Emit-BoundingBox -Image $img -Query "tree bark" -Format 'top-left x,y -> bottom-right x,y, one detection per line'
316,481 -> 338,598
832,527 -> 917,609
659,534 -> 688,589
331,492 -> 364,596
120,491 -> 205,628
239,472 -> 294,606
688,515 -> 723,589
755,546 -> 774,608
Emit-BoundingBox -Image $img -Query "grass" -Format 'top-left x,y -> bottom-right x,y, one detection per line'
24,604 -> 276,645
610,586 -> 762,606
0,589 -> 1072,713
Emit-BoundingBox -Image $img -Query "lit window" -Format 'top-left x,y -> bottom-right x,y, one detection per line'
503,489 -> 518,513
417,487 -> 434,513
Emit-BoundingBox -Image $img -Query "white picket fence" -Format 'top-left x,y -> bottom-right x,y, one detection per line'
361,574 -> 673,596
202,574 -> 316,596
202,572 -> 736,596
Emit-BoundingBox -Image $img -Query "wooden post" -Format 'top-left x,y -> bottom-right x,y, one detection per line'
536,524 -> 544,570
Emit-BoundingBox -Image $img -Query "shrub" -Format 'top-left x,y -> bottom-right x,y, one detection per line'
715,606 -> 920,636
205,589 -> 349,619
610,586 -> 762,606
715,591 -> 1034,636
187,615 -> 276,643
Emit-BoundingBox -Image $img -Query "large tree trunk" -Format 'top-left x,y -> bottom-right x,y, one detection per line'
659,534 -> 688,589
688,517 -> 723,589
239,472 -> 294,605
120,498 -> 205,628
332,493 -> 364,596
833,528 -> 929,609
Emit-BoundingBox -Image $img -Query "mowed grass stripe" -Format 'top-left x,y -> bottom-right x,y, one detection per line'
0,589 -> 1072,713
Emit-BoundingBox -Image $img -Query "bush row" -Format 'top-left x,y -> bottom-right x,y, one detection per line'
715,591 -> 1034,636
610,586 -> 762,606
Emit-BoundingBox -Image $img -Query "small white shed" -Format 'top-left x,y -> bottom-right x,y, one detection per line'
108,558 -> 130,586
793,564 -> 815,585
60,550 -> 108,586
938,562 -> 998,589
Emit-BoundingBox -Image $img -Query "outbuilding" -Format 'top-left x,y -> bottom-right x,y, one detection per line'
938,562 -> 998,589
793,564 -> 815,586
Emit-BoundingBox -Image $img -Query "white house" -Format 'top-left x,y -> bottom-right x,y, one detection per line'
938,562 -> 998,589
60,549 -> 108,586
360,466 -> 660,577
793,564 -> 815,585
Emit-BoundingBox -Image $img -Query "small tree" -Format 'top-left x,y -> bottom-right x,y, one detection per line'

* **What this task involves**:
Pull out every line of the data above that contains the string "white". Matching is case-sensitive.

* **Reply**:
Emit-BoundingBox -Image $img -Query "white picket fence" -Format 'top-left x,y -> bottom-right x,y, one detection per line'
Emit-BoundingBox -Image $img -Query "small white shed" -Format 'top-left x,y -> bottom-right x,y, one detection per line'
Emit-BoundingBox -Image $img -Query "white house" -Format 'top-left x,y -> bottom-right x,y, one detection per line'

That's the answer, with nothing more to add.